■ Given passage:
***
Revised Kerzner Deal 'Imminent'


Tribune Business Editor

A "CONSORTIUM" of lenders, rather than Brookfield Asset Management by itself, was last night said to be on course to "imminently" take over ownership of Kerzner International's Paradise Island resort, previous dissent from one of the 'middle' creditors having been quelled.

Sources familiar with developments told Tribune Business that Toronto-headquartered Brookfield had managed to subdue the last bout of opposition to a revised 'debt-for-equity' solution for Kerzner International's $2.5 billion debt woe, reaching a deal with fellow lender ORIX Capital Management.

The latter had successfully stalled moves to solve the lenders' Kerzner debt problem by filing another lawsuit in the Delaware Chancery Court to block Brookfield's last offer, but the dispute is understood to have been rapidly resolved following the action's filing.

Tribune Business was told yesterday that rather than Brookfield taking 100 per cent ownership of Atlantis and the One & Only Ocean Club, as it had originally proposed, in return for forgiving the $175 million worth of debt owed to it alone, the Toronto-based asset manager will now be joined by other lenders in an ownership 'consortium'.
***
Dataset records:
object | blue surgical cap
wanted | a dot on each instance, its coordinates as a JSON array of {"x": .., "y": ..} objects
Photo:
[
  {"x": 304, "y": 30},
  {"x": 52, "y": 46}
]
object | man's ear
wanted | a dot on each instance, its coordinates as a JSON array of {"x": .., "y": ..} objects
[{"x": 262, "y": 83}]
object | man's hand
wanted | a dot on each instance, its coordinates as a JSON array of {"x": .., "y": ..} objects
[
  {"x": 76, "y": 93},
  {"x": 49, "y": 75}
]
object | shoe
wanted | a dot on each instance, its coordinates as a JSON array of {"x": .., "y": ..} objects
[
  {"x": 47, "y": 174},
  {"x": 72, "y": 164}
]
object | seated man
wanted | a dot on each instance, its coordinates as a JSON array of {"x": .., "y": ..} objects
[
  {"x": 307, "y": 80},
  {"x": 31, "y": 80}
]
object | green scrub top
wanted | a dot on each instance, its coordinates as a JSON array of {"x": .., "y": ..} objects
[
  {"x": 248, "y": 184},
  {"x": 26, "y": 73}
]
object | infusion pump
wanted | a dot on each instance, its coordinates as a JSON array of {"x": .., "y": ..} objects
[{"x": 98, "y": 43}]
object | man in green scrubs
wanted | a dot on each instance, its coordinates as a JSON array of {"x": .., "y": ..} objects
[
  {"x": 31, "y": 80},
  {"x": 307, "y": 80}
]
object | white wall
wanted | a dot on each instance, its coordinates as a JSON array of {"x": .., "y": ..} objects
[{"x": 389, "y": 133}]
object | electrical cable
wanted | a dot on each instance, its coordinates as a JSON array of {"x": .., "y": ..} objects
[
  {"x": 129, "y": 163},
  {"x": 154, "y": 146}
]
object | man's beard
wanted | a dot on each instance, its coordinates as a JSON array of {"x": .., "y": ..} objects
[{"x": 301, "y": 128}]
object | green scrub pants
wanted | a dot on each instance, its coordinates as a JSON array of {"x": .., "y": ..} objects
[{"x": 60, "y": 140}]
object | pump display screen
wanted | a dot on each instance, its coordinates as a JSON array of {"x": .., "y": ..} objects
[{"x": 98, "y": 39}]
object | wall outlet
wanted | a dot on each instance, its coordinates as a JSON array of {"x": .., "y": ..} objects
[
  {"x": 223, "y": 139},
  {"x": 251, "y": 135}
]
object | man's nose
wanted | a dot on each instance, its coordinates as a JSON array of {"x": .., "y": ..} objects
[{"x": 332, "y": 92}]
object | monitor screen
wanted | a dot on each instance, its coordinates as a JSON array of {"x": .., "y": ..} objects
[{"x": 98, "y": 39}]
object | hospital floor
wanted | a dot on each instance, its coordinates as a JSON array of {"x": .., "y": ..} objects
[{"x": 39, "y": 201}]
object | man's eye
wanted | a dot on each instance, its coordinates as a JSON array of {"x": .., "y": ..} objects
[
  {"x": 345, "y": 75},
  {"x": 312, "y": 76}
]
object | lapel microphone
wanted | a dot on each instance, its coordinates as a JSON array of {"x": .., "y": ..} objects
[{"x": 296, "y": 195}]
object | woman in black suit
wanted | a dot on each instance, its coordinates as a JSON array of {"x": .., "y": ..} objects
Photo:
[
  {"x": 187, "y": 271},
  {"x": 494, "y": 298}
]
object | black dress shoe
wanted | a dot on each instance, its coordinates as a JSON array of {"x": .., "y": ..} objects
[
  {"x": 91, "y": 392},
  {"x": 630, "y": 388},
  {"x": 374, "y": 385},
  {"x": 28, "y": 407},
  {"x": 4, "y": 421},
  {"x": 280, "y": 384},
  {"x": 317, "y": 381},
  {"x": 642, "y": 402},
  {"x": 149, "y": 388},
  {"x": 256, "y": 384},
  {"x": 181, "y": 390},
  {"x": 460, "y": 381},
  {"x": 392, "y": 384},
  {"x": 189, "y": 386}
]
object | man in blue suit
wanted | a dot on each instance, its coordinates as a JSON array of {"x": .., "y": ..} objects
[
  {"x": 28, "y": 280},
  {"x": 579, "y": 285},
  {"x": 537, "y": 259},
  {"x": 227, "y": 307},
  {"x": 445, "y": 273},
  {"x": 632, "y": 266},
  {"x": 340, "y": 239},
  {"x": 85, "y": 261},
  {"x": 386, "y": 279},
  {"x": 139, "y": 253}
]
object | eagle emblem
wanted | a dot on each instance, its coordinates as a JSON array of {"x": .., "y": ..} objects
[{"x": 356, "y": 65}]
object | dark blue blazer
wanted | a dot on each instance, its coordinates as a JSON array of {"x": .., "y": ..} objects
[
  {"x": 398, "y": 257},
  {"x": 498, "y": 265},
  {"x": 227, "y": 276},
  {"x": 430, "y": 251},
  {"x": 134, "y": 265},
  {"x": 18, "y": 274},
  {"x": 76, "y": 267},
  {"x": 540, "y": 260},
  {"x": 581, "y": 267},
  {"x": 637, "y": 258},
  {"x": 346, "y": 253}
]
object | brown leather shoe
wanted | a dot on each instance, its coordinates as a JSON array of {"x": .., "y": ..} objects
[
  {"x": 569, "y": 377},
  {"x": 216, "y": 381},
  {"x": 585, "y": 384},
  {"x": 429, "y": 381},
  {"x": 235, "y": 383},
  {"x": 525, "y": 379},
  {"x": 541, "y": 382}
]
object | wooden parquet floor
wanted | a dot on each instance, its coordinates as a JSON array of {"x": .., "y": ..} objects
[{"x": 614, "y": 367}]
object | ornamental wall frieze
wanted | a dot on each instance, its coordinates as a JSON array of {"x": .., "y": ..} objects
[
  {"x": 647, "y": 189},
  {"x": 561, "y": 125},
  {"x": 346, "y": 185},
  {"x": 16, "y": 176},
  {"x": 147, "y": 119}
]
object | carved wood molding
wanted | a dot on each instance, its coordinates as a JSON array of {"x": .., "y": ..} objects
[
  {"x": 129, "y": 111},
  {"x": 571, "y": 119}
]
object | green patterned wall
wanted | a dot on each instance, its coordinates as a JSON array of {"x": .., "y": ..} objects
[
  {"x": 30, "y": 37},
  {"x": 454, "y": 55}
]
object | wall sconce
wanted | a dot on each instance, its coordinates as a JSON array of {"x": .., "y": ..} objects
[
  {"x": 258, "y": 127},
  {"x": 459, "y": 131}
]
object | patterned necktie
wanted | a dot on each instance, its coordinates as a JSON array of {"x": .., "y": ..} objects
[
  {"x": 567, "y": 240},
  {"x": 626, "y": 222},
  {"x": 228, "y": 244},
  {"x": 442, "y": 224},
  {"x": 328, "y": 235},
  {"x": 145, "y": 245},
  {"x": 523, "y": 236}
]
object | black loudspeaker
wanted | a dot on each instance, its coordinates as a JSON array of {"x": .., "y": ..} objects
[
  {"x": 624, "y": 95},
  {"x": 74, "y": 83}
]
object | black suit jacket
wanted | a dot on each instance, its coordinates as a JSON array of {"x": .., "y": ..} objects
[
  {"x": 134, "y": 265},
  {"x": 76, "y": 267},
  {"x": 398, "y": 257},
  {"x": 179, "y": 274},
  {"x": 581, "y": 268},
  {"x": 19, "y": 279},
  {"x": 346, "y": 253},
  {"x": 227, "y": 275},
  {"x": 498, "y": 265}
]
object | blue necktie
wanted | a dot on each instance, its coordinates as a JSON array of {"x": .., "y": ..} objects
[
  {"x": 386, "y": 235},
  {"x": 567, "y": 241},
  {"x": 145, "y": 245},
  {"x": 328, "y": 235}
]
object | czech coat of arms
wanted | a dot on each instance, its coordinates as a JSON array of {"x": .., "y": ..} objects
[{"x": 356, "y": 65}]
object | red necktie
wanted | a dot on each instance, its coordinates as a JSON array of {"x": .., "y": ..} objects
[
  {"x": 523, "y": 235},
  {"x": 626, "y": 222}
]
***
■ Work instruction 1: In the Kerzner deal article, which fellow lender did Brookfield reach a deal with?
■ Work instruction 2: Quote the Kerzner deal article from "Revised Kerzner Deal" up to and including "having been quelled.".

■ Expected output 1: ORIX Capital Management

■ Expected output 2:
Revised Kerzner Deal 'Imminent'


Tribune Business Editor

A "CONSORTIUM" of lenders, rather than Brookfield Asset Management by itself, was last night said to be on course to "imminently" take over ownership of Kerzner International's Paradise Island resort, previous dissent from one of the 'middle' creditors having been quelled.